━━━━━ Extracted text

Released on what would have been Brown’s 23rd birthday, the statement sheds light on her condition when she was found unresponsive in her bathtub on Jan. 21, 2015. (Brown spent months in the hospital, arehabilitation center and hospice care until she died on July 26.)

Ahead of the full autopsy release, the Medical Examiner’s Office in Atlanta said marijuana and alcohol were involved in the death, as well as sedative medications and drugs used to treat anxiety.

Previously, officials said her autopsy showed “no significant injuries” at the time of her “non-natural death,” but a court order kept the information sealed.

In a statement released in July, the medical examiner’s office indicated the months between the January incident and Brown’s death would “complicate reconstruction of the events surrounding her initial unresponsiveness. Interpretation of autopsy findings and other information will also be challenging. However, an autopsy could be helpful to address questions which may arise about the cause of her unresponsiveness and eventual death.”

━━━━━━━━━━
━━━━━ Material provided

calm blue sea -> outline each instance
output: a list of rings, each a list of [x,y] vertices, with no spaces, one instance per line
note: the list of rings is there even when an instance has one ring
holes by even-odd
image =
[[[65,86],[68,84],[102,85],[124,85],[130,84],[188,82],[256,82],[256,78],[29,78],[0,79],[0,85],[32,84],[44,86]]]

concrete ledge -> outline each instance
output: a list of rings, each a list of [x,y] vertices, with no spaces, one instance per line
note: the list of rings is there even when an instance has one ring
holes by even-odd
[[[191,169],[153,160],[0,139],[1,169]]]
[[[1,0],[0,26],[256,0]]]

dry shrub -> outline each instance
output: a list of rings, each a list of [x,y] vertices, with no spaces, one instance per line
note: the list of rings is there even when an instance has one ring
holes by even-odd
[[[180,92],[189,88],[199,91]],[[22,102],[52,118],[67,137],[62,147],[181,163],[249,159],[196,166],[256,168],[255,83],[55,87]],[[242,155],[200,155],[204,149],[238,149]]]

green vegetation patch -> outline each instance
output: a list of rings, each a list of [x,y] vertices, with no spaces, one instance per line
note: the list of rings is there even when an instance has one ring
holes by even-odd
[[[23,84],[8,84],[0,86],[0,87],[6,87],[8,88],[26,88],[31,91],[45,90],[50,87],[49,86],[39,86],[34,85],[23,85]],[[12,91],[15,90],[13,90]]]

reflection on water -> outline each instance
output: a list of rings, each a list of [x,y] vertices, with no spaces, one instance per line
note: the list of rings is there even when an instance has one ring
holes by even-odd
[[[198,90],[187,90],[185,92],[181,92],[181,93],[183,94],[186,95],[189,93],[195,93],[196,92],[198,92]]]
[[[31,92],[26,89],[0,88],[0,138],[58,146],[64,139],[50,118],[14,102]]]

━━━━━━━━━━

Continue the news text about the release of Brown's autopsy findings from its last sentence, in the same reporting style.

- Reply
Meanwhile, her boyfriend Nick Gordon, 20 – who was raised as Houston’s son, but never officially adopted – is in the midst of a legal battle with Brown’s family. A filing in a wrongful death lawsuit alleges Brown “died due to a violent altercation with Defendant (Gordon)” and that he “injected her with a toxic mixture” – claims that Gordon’s lawyers vehemently denied. In a statement to PEOPLE last month, Gordon’s legal counsel said he continued to “grieve privately” and was “dehumanized by the fictitious allegations.”

Brown’s best friend and former roommate Mason Whitaker reflected on the loss of the late Whitney Houston and Bobby Brown‘s only child in an interview with PEOPLE in February.

“Not a day goes by that I don’t think about her and the amazing influence she had on my life,” Whitaker said after the one-year anniversary of her near-drowning. “Her vibrant spirit will live on forever. It devastates me to think the world won’t be able to experience the amazing person she was.”